### SHORT EXERCISE 1
Pick out every line of the records that contains the string "brown", matching case exactly.

### DOCUMENT PASSAGE
-- Begin --

Re: Can I use my canon EF lenses on my Canon T5i?

[ Edited ]

ebiggs1 wrote:

As EF lenses are designed for FF cameras you are going to suffer or benefit from the appearent 1.6x conversion factor.  All lenses whether EF-S or EF have this.  IE a 50mm lens will appear like a 80mm lens on a FF body.  However the AOV always remains the same no matter which body it is used on.


Huh? Sorry, but that's completely backwards.

 

It is correct, that all EF and all EF-S lenses can be used on your T5i.

 

If you have never owned and used a 35mm film camera, never used a so-called "full frame" digitial SLR, or don't use the T5i alongside a "full frame" DSLR now... You can simply forget about the 1.6x conversion factors. It isn't necessary to do any math and calculations unless you have preconceived notions about how focal lengths perform or are switching back and forth between the different sensor formats.

-- End --

### DATA ENTRIES
-- Begin --

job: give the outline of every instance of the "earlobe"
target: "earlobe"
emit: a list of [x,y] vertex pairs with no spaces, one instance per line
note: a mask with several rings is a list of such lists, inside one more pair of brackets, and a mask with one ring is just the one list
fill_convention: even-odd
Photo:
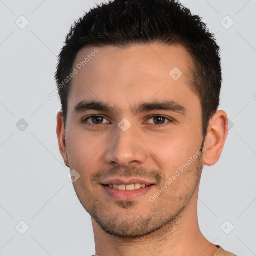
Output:
[[223,110],[217,111],[210,120],[204,148],[204,164],[212,166],[220,159],[228,132],[228,120]]
[[70,167],[66,150],[66,131],[64,126],[64,120],[62,112],[57,114],[57,136],[58,140],[60,152],[62,154],[64,162],[66,166]]

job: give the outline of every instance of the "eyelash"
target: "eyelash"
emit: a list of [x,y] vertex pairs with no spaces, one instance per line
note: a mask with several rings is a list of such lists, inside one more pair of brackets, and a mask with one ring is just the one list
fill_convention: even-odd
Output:
[[[84,123],[86,121],[87,121],[88,119],[90,119],[92,118],[94,118],[94,117],[96,117],[96,116],[102,118],[104,118],[106,120],[107,120],[106,118],[104,118],[102,116],[100,116],[100,114],[92,114],[92,116],[88,116],[88,117],[86,118],[85,119],[83,120],[82,120],[82,122]],[[150,120],[152,118],[155,118],[155,117],[156,117],[156,116],[164,118],[166,120],[168,120],[169,122],[166,122],[166,123],[164,124],[150,124],[154,125],[154,126],[156,127],[156,128],[160,128],[162,127],[164,127],[164,126],[165,126],[166,125],[169,125],[170,123],[172,123],[172,122],[174,122],[174,120],[173,119],[171,118],[168,118],[167,116],[161,116],[161,115],[159,115],[159,114],[153,115],[153,116],[148,116],[148,118],[147,119],[147,120],[148,121],[148,120]],[[96,126],[98,126],[99,124],[90,124],[90,123],[86,124],[87,126],[94,126],[94,127],[95,127]]]

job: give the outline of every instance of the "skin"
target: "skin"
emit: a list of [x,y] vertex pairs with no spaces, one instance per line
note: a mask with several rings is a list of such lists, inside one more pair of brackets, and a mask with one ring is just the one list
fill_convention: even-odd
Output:
[[[182,46],[156,43],[97,49],[98,53],[73,78],[66,130],[62,113],[57,116],[60,153],[70,170],[80,175],[74,188],[92,216],[96,254],[212,256],[218,248],[200,230],[198,196],[203,164],[215,164],[224,146],[226,113],[218,110],[210,120],[201,156],[150,202],[150,196],[200,152],[203,142],[200,100],[188,86],[191,58]],[[94,50],[82,49],[74,67]],[[183,73],[177,80],[169,75],[174,67]],[[82,100],[104,102],[112,109],[76,112]],[[132,111],[139,104],[164,100],[175,102],[186,112]],[[104,118],[85,120],[92,114]],[[158,122],[152,116],[166,119]],[[131,124],[126,132],[118,126],[123,118]],[[118,200],[101,184],[114,176],[142,177],[155,185],[134,200]]]

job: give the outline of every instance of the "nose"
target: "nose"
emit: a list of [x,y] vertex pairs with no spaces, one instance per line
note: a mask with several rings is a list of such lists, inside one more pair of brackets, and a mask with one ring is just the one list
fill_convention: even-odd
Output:
[[132,127],[126,132],[116,127],[116,135],[108,144],[105,161],[116,166],[129,166],[145,162],[146,147]]

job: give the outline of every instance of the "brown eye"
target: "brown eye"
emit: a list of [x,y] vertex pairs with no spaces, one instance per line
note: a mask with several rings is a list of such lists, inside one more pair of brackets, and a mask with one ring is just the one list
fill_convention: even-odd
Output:
[[103,122],[104,118],[102,116],[92,116],[92,122],[95,124],[102,124]]
[[166,118],[164,116],[158,116],[153,118],[153,120],[156,124],[162,124],[166,122]]
[[104,116],[91,116],[87,118],[84,122],[89,123],[88,125],[100,124],[110,124],[110,122]]

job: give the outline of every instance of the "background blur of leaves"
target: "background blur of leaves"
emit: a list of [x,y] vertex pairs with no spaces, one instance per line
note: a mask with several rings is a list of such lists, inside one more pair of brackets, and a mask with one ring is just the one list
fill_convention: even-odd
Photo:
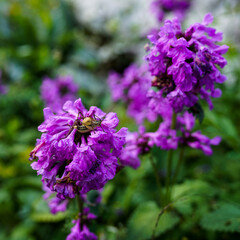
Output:
[[[70,74],[80,86],[86,106],[113,110],[106,78],[111,69],[122,72],[135,59],[131,48],[102,57],[118,39],[75,19],[73,6],[58,0],[0,1],[0,70],[9,88],[0,95],[0,239],[65,239],[71,209],[51,215],[42,200],[41,179],[30,167],[29,152],[40,136],[43,102],[39,87],[44,76]],[[148,9],[146,10],[148,11]],[[236,11],[238,11],[236,9]],[[79,13],[81,14],[81,13]],[[236,29],[236,31],[239,31]],[[136,44],[146,42],[135,38]],[[239,52],[233,43],[228,62]],[[161,239],[239,239],[240,232],[240,71],[223,85],[214,110],[205,106],[200,128],[209,137],[222,136],[212,157],[188,150],[176,185],[174,211],[166,213],[156,233]],[[114,108],[120,127],[136,130],[123,105]],[[149,126],[151,127],[151,126]],[[155,149],[159,175],[165,176],[165,153]],[[182,177],[187,181],[182,181]],[[94,193],[93,193],[94,194]],[[90,194],[91,195],[91,194]],[[189,196],[182,198],[182,196]],[[91,196],[90,196],[91,197]],[[103,191],[102,204],[93,208],[98,219],[90,226],[100,239],[149,239],[157,214],[158,192],[148,156],[141,167],[122,170]],[[214,223],[214,224],[213,224]],[[170,231],[174,228],[174,231]]]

-- End --

### SHORT EXERCISE 2
Rewrite a part of the forum reply about Canon lenses, with "body" replaced by "camera" throughout. Begin at the words "As EF lenses"; stop after "on your T5i.".

### WRITTEN RESPONSE 1
job: give the outline of every instance of the "brown eye"
target: "brown eye"

### WRITTEN RESPONSE 2
As EF lenses are designed for FF cameras you are going to suffer or benefit from the appearent 1.6x conversion factor.  All lenses whether EF-S or EF have this.  IE a 50mm lens will appear like a 80mm lens on a FF camera.  However the AOV always remains the same no matter which camera it is used on.


Huh? Sorry, but that's completely backwards.

 

It is correct, that all EF and all EF-S lenses can be used on your T5i.